#### YOUR TASK:
Locate the line with "Identify one point on each instance of the shadow" in the material. Copy that line and each one after it, through the last, exactly and with nothing else.

Entries from a dataset
────────────────
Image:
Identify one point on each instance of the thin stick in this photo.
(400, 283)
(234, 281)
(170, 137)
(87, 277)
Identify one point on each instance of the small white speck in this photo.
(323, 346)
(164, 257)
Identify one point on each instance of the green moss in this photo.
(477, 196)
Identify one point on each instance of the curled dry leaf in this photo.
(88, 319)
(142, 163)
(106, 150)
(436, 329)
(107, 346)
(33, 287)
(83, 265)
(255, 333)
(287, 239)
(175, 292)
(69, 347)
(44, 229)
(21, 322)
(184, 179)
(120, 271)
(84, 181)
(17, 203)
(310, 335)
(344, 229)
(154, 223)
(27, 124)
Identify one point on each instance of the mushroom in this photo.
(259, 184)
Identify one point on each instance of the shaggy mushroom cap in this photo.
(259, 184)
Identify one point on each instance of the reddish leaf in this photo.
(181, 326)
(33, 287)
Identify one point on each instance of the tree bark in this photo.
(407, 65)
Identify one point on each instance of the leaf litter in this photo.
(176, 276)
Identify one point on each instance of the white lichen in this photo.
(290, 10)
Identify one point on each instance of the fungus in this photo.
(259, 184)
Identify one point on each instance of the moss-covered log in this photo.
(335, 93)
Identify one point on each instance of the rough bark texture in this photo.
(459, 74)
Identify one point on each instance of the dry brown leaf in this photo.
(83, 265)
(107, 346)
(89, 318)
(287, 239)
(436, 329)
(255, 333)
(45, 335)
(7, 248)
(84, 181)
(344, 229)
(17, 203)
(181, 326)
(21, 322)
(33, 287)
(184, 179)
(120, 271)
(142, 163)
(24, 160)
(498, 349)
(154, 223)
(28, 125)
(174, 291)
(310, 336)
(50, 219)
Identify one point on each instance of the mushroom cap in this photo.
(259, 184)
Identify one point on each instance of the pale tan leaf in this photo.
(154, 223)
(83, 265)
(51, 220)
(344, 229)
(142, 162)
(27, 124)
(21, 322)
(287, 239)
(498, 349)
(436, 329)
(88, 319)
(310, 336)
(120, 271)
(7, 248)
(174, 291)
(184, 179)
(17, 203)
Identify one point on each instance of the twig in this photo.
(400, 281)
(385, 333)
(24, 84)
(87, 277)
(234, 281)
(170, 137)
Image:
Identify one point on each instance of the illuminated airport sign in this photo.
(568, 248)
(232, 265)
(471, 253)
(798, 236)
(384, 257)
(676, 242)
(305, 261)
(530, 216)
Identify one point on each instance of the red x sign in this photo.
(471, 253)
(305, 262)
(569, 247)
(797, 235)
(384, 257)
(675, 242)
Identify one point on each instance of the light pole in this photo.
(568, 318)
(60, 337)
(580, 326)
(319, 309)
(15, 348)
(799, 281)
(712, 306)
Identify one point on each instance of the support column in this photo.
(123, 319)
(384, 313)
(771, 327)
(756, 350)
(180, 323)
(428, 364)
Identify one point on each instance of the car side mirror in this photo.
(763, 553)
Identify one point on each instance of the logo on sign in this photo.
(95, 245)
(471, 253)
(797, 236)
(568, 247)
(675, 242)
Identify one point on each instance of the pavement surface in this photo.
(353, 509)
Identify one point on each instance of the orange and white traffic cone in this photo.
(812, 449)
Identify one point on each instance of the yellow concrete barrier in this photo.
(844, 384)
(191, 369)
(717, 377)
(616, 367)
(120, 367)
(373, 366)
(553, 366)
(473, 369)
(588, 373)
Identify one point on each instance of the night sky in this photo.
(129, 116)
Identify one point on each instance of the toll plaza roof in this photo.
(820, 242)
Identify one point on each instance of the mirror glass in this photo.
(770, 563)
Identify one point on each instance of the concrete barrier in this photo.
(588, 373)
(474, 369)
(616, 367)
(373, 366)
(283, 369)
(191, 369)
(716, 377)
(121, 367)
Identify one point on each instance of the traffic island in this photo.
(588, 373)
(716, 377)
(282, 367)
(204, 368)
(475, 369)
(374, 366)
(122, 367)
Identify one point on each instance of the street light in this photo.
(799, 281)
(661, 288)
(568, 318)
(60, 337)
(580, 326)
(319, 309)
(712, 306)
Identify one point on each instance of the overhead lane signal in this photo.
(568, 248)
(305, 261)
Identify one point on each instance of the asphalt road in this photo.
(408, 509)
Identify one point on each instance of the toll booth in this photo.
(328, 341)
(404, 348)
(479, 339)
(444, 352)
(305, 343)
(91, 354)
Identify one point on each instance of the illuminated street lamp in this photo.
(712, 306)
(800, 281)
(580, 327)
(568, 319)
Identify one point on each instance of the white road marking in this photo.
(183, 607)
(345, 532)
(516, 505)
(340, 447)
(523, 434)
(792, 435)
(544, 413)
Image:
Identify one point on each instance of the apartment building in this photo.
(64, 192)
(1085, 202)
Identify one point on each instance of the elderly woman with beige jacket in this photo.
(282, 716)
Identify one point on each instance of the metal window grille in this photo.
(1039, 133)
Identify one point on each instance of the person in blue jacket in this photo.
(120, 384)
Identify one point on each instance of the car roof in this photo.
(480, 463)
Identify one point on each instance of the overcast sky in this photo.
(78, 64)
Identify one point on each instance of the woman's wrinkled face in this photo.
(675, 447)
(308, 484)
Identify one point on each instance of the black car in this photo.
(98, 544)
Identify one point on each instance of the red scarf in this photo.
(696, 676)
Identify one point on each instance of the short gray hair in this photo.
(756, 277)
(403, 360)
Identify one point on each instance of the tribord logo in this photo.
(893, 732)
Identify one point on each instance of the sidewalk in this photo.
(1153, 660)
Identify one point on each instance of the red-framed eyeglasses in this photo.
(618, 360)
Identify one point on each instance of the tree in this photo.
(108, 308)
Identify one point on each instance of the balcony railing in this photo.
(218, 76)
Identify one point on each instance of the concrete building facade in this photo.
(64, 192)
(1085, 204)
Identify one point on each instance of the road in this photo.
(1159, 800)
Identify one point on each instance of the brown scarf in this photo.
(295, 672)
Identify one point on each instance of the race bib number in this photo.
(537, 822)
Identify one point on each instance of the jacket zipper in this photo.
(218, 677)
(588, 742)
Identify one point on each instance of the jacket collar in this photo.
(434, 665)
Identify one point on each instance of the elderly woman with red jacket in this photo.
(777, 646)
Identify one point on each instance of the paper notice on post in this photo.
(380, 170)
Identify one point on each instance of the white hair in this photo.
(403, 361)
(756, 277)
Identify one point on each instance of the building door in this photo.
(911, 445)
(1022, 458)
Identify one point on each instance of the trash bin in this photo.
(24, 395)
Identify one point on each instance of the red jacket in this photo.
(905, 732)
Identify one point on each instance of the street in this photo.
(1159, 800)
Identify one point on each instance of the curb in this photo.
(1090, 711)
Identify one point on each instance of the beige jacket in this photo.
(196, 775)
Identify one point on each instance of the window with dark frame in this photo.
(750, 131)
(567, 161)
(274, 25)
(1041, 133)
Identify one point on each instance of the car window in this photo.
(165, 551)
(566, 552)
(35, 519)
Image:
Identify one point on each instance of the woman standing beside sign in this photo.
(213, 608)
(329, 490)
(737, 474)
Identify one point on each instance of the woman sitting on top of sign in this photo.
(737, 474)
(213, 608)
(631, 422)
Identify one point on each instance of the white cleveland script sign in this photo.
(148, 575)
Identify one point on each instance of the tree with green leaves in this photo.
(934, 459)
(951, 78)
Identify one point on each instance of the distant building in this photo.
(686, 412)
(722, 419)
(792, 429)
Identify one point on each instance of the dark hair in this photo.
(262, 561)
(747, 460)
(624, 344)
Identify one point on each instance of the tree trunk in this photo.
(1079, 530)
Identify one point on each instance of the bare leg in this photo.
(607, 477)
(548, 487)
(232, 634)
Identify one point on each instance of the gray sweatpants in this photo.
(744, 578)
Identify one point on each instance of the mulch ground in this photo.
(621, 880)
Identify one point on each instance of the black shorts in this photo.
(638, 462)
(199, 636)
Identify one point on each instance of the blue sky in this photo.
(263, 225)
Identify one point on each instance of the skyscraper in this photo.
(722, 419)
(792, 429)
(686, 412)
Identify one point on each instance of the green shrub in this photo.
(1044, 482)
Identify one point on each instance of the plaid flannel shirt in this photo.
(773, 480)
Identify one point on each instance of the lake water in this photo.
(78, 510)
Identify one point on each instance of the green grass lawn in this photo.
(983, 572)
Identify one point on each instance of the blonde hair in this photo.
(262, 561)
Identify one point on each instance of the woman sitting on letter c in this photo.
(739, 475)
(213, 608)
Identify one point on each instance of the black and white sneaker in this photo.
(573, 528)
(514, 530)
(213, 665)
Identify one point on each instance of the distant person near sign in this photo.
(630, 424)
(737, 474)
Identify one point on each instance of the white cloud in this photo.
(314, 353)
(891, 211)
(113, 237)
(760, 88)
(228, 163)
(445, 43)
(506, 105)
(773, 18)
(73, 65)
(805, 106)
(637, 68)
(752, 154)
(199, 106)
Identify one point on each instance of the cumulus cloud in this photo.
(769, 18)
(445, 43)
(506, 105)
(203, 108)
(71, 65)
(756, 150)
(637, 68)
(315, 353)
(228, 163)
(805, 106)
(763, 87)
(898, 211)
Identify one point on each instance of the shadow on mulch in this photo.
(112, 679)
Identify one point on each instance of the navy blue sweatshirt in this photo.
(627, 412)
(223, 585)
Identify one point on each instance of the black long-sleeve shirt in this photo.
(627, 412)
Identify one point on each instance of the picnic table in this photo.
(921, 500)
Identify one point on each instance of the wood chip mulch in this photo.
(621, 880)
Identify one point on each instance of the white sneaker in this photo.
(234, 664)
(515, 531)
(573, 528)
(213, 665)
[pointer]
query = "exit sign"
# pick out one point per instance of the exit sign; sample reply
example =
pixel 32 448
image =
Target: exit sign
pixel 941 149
────────────────
#### RESULT:
Identify one point on each instance of the shadow on mulch in this photo.
(112, 679)
Identify one point on each instance of the navy blue sweatshirt in this photo.
(627, 412)
(223, 585)
Identify one point on each instance of the black long-sleeve shirt in this photo.
(627, 412)
Identify one point on each instance of the picnic table in this photo.
(921, 500)
Identify one point on each instance of the wood chip mulch in this photo.
(621, 880)
Identify one point on each instance of the white sneaker in this photo.
(234, 664)
(515, 531)
(573, 528)
(213, 665)
[pointer]
query = "exit sign"
# pick out one point per instance of the exit sign; sample reply
example =
pixel 32 448
image =
Target: exit sign
pixel 941 149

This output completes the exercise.